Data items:

● ● ●

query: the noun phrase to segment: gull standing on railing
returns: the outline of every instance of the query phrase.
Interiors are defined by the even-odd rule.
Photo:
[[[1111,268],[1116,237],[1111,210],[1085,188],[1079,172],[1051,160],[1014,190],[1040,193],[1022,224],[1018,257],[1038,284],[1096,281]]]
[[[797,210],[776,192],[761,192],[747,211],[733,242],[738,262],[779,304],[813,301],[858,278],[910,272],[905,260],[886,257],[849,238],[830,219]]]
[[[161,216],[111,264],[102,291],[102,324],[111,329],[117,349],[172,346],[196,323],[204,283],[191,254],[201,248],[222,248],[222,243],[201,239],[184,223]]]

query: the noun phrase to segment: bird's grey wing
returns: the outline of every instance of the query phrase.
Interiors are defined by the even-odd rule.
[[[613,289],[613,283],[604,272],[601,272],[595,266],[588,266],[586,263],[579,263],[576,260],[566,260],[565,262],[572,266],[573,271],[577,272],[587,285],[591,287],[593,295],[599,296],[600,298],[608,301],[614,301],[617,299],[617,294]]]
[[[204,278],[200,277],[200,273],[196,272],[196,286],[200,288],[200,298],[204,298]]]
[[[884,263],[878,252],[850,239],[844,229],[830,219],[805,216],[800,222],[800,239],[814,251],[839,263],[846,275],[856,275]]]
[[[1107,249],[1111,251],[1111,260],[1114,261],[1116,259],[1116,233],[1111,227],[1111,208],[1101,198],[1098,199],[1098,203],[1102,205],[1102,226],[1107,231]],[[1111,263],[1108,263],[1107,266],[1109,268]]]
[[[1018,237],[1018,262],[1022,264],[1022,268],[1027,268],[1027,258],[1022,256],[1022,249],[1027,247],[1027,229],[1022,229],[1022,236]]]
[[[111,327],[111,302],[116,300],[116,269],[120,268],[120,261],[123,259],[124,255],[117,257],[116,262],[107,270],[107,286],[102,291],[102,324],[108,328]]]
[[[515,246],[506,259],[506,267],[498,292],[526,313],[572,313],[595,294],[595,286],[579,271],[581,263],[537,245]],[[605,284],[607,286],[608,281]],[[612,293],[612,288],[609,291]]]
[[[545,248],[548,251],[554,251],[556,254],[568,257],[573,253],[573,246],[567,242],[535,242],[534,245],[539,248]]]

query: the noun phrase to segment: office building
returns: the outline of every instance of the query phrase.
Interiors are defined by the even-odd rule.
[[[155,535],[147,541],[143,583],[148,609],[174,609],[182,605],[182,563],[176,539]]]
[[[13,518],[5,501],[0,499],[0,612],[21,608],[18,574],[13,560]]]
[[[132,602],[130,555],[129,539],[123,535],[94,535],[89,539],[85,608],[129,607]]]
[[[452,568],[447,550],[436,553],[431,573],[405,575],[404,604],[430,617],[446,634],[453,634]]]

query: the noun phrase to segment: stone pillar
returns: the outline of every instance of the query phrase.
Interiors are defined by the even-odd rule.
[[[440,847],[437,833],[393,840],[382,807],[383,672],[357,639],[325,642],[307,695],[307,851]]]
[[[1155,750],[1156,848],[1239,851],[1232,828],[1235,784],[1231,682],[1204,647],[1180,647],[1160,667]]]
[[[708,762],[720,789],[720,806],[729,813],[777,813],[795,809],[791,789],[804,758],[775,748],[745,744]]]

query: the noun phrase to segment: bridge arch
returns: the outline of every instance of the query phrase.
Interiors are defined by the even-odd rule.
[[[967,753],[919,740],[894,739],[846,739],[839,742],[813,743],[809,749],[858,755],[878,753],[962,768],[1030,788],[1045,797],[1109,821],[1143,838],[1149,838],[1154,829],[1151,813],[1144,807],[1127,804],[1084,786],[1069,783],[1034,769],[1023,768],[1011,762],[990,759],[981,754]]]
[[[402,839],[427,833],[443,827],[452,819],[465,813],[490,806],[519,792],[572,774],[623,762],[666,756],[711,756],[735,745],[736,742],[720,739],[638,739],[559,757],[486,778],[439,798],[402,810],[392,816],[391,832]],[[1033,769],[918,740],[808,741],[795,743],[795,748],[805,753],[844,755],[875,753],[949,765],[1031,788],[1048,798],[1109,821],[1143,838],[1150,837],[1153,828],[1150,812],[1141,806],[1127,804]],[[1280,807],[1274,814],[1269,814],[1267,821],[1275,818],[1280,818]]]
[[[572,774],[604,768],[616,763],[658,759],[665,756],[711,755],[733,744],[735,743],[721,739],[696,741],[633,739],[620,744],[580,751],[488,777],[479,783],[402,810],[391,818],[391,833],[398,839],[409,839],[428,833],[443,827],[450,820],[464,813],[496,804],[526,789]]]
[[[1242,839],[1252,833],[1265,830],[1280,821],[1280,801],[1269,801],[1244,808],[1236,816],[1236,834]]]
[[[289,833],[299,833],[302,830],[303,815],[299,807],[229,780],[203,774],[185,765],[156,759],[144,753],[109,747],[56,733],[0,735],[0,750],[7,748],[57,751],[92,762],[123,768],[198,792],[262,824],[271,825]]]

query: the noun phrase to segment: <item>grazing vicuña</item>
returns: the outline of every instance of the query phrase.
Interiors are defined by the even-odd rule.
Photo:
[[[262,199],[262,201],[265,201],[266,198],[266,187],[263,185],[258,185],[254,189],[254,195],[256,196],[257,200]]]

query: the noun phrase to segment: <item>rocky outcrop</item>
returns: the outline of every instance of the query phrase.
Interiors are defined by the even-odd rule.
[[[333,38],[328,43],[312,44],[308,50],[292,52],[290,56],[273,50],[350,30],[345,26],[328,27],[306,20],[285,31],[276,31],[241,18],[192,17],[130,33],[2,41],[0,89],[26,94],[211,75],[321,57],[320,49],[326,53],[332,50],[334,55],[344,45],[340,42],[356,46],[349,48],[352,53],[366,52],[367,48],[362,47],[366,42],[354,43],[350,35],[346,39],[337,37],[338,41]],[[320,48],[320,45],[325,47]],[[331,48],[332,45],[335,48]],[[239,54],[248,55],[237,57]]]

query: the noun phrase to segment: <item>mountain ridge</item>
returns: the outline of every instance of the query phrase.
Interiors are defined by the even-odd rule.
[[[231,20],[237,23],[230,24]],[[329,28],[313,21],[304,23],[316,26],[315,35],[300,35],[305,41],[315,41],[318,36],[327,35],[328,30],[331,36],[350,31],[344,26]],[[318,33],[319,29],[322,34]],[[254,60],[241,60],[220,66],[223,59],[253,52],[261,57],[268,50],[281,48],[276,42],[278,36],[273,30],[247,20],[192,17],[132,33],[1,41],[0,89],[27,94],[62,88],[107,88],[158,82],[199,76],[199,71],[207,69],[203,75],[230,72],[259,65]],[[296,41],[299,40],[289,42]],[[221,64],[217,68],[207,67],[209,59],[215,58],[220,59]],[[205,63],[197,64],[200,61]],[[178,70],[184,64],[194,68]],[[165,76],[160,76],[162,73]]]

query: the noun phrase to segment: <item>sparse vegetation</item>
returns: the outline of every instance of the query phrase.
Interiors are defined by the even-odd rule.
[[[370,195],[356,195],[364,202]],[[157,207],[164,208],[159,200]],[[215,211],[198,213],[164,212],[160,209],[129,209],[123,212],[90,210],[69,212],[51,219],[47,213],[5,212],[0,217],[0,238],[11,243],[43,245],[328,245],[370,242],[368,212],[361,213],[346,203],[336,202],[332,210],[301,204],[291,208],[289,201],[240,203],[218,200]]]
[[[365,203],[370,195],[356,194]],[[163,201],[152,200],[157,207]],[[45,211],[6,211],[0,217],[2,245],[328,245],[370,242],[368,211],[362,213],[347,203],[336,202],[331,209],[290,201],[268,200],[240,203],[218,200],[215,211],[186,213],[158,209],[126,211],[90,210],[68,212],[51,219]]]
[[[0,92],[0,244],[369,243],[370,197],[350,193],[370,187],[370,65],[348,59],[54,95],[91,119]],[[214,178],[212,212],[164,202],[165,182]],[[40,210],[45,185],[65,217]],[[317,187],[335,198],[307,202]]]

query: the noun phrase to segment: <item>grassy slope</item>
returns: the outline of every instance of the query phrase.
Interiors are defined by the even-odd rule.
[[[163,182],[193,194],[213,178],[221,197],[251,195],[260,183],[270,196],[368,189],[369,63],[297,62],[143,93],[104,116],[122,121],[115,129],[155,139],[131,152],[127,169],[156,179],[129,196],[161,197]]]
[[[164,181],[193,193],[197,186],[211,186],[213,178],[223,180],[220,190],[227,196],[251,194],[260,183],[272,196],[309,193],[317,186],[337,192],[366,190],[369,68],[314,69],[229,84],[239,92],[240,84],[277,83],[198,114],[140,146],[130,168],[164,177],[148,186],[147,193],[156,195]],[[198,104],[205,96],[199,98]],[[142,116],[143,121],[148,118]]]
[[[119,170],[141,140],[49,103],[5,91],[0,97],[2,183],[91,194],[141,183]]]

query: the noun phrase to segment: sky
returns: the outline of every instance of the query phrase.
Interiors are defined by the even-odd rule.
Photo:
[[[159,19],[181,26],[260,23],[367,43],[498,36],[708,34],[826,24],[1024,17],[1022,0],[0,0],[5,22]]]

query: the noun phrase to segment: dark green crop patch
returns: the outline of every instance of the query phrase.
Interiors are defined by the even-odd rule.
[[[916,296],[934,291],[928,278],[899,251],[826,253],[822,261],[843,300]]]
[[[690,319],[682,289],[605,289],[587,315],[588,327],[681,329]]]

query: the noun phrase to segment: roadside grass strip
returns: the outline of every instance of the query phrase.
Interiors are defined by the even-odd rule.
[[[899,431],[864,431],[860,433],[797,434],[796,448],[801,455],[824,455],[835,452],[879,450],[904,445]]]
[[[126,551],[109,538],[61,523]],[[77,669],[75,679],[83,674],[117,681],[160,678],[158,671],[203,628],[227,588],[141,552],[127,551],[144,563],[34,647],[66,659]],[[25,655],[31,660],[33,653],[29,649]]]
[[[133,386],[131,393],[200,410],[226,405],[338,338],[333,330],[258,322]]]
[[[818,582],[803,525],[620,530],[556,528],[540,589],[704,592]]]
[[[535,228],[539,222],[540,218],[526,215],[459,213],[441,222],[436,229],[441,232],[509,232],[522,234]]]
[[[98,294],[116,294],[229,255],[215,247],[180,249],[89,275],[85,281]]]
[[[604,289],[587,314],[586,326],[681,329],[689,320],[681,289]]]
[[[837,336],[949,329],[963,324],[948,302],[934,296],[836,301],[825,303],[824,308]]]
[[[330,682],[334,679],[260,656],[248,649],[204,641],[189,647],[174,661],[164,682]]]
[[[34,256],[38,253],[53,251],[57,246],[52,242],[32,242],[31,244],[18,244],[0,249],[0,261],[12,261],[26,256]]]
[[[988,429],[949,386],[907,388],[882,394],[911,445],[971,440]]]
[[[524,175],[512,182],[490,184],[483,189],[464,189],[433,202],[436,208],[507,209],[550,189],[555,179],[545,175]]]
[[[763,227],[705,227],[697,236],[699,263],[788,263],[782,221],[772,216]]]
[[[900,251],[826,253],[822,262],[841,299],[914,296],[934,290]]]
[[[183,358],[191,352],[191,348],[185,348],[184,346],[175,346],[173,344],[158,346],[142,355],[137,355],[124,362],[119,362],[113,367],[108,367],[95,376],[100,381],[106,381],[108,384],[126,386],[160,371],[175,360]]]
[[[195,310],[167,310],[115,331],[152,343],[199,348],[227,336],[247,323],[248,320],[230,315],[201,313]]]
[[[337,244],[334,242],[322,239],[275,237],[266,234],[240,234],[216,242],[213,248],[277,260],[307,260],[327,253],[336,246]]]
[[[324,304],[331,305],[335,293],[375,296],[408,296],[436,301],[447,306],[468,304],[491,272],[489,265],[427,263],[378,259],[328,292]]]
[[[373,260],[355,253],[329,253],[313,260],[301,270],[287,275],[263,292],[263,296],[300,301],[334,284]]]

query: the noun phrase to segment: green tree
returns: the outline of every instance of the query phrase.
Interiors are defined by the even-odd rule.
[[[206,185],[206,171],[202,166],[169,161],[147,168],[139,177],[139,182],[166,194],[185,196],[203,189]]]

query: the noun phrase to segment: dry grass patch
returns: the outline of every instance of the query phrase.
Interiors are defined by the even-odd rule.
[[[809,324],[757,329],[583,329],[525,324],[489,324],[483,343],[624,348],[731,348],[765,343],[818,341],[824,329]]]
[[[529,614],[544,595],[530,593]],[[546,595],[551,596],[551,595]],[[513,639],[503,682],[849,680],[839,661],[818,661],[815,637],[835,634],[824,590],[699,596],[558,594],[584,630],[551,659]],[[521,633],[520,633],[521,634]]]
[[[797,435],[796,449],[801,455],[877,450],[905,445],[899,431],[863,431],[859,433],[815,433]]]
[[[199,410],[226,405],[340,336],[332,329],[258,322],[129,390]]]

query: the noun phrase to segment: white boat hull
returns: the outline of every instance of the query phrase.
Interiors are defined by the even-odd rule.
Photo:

● ● ●

» WHAT IS NEEDED: Wherever the word "patch" appears in a line of the data above, copy that line.

» ANSWER BOX:
query: the noun phrase to segment: dark green crop patch
query: the noun phrase to segment: dry grass patch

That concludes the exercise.